Rewrite the items below with "ocean" changed to "sea" wherever it occurs. Keep everything else the same.

--- Information given ---

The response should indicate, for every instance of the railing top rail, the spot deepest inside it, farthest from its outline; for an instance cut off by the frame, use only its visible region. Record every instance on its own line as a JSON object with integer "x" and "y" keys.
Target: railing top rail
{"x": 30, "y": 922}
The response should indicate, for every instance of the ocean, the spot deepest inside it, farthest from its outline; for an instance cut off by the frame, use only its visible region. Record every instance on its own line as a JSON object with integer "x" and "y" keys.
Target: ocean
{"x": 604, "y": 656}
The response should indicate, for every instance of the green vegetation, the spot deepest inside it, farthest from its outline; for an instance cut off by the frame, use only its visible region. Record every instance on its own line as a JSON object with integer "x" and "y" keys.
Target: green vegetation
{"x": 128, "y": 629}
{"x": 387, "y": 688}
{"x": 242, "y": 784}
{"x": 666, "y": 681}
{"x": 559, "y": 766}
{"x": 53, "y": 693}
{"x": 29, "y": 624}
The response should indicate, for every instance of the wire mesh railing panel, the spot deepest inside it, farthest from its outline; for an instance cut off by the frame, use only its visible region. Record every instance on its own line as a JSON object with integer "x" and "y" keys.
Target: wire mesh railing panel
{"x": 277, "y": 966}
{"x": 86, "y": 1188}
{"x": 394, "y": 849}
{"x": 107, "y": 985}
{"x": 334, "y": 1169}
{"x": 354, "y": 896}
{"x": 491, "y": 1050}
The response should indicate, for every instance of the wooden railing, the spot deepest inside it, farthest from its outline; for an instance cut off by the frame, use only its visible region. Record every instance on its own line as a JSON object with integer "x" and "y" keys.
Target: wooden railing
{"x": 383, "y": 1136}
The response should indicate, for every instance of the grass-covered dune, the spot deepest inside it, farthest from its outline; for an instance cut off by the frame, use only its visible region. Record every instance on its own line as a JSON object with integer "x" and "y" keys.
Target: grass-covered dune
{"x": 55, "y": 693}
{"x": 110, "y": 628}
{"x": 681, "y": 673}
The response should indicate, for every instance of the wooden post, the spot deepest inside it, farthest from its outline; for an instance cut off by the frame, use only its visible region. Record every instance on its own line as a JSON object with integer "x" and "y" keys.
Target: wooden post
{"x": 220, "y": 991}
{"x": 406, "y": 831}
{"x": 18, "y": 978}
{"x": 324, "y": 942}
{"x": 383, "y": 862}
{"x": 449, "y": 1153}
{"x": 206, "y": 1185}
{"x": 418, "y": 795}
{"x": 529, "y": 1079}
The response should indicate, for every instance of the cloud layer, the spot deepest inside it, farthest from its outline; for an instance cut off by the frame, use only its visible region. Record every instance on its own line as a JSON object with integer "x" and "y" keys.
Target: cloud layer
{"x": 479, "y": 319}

---

#### Task response
The response should indicate, for every instance of the railing top rail, the spot deepest inside it, farthest from its outline; for an instance cut off by the frame, use only its visible region. Record every instance on its own line as a JSON object with integer "x" and "y" keys.
Target: railing top rail
{"x": 30, "y": 922}
The response should indicate, for every instance of the sea, the spot deepest inside it, farthest from its outline; for an instance cut off by the frame, use only its visible region. Record every instance on its own line as a JSON object with integer "x" and "y" keys.
Target: sea
{"x": 604, "y": 656}
The response should indicate, for every instance of the green vegetation, the spot deepest inside it, farthest from its outline; for an instance cut off by the frame, use only its visible region. Record every instance on its own line as a JSON object with integer "x" and "y" keys.
Target: green vegetation
{"x": 128, "y": 629}
{"x": 387, "y": 688}
{"x": 242, "y": 784}
{"x": 666, "y": 681}
{"x": 559, "y": 766}
{"x": 53, "y": 693}
{"x": 29, "y": 624}
The response should indicate, for every instance of the wire mesh railing panel, the spot deepest inside it, farthest from its outline; for an instance cut off by the frame, use only its visible region. Record every instance on its own line as a JSON object with integer "x" and "y" keys.
Target: wire mesh railing panel
{"x": 277, "y": 966}
{"x": 86, "y": 1188}
{"x": 394, "y": 849}
{"x": 107, "y": 985}
{"x": 334, "y": 1169}
{"x": 354, "y": 896}
{"x": 491, "y": 1050}
The response should indicate, for every instance of the wooden railing, the spot deepest inside it, farthest from its outline; for an instance cut off by the frame, use only its visible region. Record every instance on its own line as a JSON object with integer "x" and "y" keys.
Target: wooden railing
{"x": 383, "y": 1136}
The response should indicate, for every instance of the grass-covered dune, the spot deepest inside it, farthest from its outline; for an instance cut off by the frame, use only its visible region. Record every instance on its own line as a JSON object with integer "x" and "y" keys.
Target: grass-covered dune
{"x": 55, "y": 693}
{"x": 110, "y": 628}
{"x": 681, "y": 673}
The response should indicate, for every instance of the wooden post, the spot deepest inside it, farthest from its outline; for an instance cut off by the frame, use only its visible region. Record every instance on its own line as a JSON object with integer "x" and "y" keys.
Target: wooden post
{"x": 220, "y": 991}
{"x": 406, "y": 831}
{"x": 18, "y": 978}
{"x": 324, "y": 942}
{"x": 383, "y": 862}
{"x": 449, "y": 1153}
{"x": 206, "y": 1185}
{"x": 418, "y": 795}
{"x": 529, "y": 1079}
The response should indicate, for every instance of the cloud layer, the spot deepest inside it, farthest from its outline; for an instance cut off by the frame, use only its visible region. Record every instance on its own line as a JSON object with integer "x" and "y" keys.
Target: cloud layer
{"x": 479, "y": 319}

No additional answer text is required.